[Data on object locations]

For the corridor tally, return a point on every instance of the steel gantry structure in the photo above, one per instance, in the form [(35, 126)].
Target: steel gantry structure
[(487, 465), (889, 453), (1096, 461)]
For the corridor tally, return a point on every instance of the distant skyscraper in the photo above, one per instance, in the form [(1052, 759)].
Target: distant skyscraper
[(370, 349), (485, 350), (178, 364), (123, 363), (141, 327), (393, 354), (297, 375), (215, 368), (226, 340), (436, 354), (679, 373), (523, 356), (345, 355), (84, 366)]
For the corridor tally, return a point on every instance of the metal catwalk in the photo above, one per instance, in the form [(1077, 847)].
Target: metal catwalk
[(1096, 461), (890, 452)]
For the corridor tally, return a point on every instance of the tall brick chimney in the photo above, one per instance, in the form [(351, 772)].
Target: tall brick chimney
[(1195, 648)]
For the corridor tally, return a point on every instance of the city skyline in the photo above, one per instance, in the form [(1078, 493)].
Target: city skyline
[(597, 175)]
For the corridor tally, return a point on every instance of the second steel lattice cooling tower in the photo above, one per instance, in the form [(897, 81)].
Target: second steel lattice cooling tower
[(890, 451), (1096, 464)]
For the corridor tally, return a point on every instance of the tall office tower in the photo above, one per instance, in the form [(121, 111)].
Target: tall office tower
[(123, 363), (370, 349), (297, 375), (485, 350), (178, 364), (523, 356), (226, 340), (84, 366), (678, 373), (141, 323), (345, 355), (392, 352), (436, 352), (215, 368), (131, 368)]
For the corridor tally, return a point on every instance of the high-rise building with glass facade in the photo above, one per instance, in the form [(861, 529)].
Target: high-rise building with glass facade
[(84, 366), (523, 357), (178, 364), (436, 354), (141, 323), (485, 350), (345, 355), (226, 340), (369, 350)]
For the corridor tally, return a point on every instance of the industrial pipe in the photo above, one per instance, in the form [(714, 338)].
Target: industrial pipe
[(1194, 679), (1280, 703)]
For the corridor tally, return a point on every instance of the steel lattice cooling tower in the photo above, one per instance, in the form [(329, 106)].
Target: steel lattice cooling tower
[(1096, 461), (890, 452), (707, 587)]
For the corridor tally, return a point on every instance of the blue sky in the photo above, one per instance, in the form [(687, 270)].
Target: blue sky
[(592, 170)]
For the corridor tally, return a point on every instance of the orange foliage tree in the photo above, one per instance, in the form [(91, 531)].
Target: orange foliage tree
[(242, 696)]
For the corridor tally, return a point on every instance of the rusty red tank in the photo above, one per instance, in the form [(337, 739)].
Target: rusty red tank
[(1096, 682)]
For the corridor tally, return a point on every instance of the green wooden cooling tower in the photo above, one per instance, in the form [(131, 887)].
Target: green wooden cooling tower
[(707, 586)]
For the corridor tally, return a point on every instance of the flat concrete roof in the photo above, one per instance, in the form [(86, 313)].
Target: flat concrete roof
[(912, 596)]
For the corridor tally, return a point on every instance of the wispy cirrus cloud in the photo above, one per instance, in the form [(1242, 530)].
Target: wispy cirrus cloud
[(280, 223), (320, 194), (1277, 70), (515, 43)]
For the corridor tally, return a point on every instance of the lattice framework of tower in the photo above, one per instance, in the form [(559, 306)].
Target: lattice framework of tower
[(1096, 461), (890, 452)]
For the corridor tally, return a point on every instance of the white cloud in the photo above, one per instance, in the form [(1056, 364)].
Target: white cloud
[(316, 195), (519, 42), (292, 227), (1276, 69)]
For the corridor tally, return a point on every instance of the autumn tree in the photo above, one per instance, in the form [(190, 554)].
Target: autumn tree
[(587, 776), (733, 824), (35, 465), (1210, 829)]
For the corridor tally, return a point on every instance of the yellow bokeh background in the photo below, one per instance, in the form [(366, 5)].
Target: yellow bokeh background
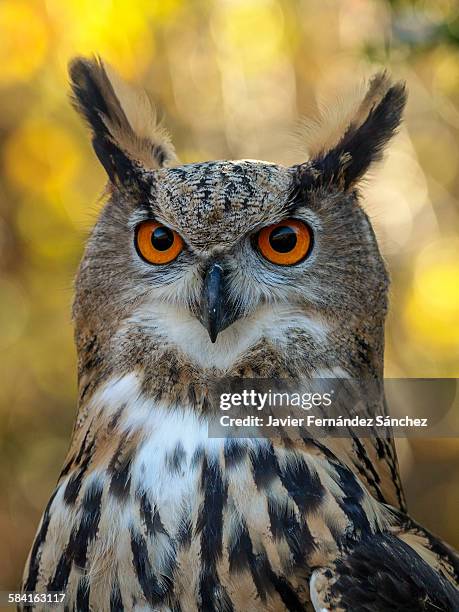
[(231, 79)]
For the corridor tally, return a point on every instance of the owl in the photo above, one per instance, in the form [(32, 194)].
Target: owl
[(239, 269)]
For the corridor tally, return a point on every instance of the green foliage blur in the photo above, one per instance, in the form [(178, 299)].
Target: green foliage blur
[(231, 79)]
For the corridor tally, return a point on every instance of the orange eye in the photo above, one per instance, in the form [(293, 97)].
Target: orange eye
[(285, 243), (157, 243)]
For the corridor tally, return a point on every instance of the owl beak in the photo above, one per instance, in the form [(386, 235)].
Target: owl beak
[(213, 313)]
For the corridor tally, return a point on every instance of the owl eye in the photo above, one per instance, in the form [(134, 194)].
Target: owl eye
[(285, 243), (156, 243)]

WHAT IS ASKED >>
Copy the data from the line containing "form [(366, 5)]." through the end of the data, inclusive, raising every coordinate in the answers by 3 and leaving all other numbers unchanged. Leave the pictures out.

COMPLETE RESPONSE >>
For the corridor tally, return a point on every instance of the yellow bokeh background in the photo below, one per instance, in the form [(366, 5)].
Target: yellow bokeh background
[(234, 82)]
For the corridor tally, return a point on every instance of the owl in the photo above, one per instance, in the form [(32, 194)].
Target: owl
[(242, 272)]
For the corridor tally, return a point on every instance of the green foliage blur in the photo above, one per instance, in the form [(178, 299)].
Target: green foliage blur
[(234, 82)]
For the corridor tally, return a point on every instance of the orange eye in the photo above, one per instance, in the form [(293, 97)].
Target: orange eye
[(288, 246), (160, 246)]
For the corridor tally, return a point on every instance of the owl beak in the photo above, one per instance, in the form [(386, 235)].
Target: owl beak
[(216, 316)]
For the corridor tally, return a point on every instance of the owl eye in the photo above, one per instance, in the form [(134, 194)].
Target: owl eye
[(288, 246), (159, 246)]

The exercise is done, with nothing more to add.